[Begin Data provided]

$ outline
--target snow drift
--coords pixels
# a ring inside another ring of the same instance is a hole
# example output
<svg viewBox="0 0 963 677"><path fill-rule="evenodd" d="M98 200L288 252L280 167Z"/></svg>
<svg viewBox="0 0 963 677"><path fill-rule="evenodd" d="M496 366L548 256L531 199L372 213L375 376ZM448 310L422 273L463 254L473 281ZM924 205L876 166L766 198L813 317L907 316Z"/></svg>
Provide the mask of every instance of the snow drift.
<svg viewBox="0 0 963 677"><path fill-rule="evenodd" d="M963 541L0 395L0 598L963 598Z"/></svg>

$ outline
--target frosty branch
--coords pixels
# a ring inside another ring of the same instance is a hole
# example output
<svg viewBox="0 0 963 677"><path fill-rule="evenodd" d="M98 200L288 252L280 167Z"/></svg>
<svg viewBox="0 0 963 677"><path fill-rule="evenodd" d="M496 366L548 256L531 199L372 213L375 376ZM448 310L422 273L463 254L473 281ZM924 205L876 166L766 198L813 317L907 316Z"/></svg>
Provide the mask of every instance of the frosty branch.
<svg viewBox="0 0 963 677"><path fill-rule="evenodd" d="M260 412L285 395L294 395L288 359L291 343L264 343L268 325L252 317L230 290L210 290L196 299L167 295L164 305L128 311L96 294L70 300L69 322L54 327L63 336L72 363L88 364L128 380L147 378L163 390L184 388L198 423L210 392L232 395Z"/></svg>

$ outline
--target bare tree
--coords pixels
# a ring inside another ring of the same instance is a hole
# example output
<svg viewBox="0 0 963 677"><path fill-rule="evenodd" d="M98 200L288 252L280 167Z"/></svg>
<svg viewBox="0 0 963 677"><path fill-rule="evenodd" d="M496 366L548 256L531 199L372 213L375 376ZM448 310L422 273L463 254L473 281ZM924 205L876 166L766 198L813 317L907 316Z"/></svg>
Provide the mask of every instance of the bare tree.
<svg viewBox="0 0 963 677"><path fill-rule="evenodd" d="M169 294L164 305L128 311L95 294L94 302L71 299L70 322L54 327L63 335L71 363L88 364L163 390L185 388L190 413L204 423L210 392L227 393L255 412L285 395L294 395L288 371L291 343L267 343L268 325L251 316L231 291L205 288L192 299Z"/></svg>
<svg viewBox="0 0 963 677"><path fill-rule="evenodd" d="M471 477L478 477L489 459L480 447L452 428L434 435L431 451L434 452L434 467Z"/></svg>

[End Data provided]

Written instruction: Count how many of the lines above contain the string "tree", matching case exactly. Reply with the number alone.

Task solution: 2